▶ Text excerpt:
Segment Open

Gilead Research Scholar Profile: Jennifer Downs Studies the Link Between HIV and a Common Parasite in Tanzania

Stories@Gilead - March 24, 2021 - 3 min read

When Jennifer Downs arrived in Mwanza, Tanzania, to begin an infectious diseases fellowship, she knew this first visit wouldn’t be her last. She encountered many people, especially young women, affected by infectious diseases at rates not seen in the United States. She wondered why this was – and what she could do to help.  

In particular, she was interested in understanding more about schistosomiasis, a common parasitic worm infection also known as “snail fever” that people can get from contaminated water and inadequate sanitation. Although travelers often have a fever and other symptoms, locals, who are regularly reinfected through everyday activities like bathing, washing dishes and doing laundry, rarely show symptoms unless they become severe.

However, the disease seemed to be having unexplained effects on women’s health in the region.

“In our early work studying the parasite, my team was able to show that having this infection increases women’s risk of contracting HIV fourfold,” Jennifer says. “We wanted to know why.”

Jennifer hypothesized that the relationship between HIV and schistosomiasis was more than just a correlation.

A mentor pointed Jennifer to previous studies that suggested the parasite could cause damage to a woman’s reproductive tract. She suspected that this damage affects a woman’s body by weakening its defense during viral exposure, causing women to have a greater risk of acquiring HIV.

“We wanted to research this hypothesis,” she says. “And importantly, for public health and prevention, if the hypothesis rings true, could these changes be reversible to reduce the risk of acquiring HIV?”

To build on her work and enable a long-term study, Jennifer and her team applied for a grant through Gilead’s Research Scholars Program, which supports researchers early in their careers who are focused on unmet medical needs in areas that Gilead is also working to address. Now in its 13th year, the program has awarded grants to more than 200 promising researchers around the world.

In addition to getting support from the program, Jennifer says a key to setting up a successful study that required engagement with women in the area was the trust she and her team had worked to build over time with the region’s medical teams and communities.

“I couldn’t do my work without my amazing Tanzanian partners,” she says. “They are so skilled at building trust with these communities and explaining why this work is important. Over time, women started bringing their sisters and neighbors and friends to join our study.”

Now, more than a decade after Jennifer began her research, her team is revealing ways in which two species of schistosomes impact women’s bodies differently, both heightening the risk of acquiring HIV.

These findings have surfaced further research opportunities to study whether treating schistosomiasis can reduce women’s risk of acquiring HIV. Depending on the outcomes, that research may have the potential to help address a significant public health challenge in the region through an entirely new approach.

“We are learning how to better treat and prevent this infection, and we are exploring how that in turn could reduce HIV risk in women,” says Jennifer. “It’s an incredible opportunity to transform public health and improve people’s lives.”

Segment Closed

▶ Input data:
Segment Open

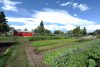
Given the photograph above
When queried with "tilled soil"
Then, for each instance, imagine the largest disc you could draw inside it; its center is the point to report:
(35, 60)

Segment Closed

▶ Work item:
Answer these questions using the Jennifer Downs profile.
1. What other name is schistosomiasis known by?
2. By how much did Downs's team find the infection increases women's risk of contracting HIV?
3. How many researchers has Gilead's Research Scholars Program awarded grants to?

▶ Answer to this problem:
1. Snail fever.
2. Fourfold.
3. More than 200.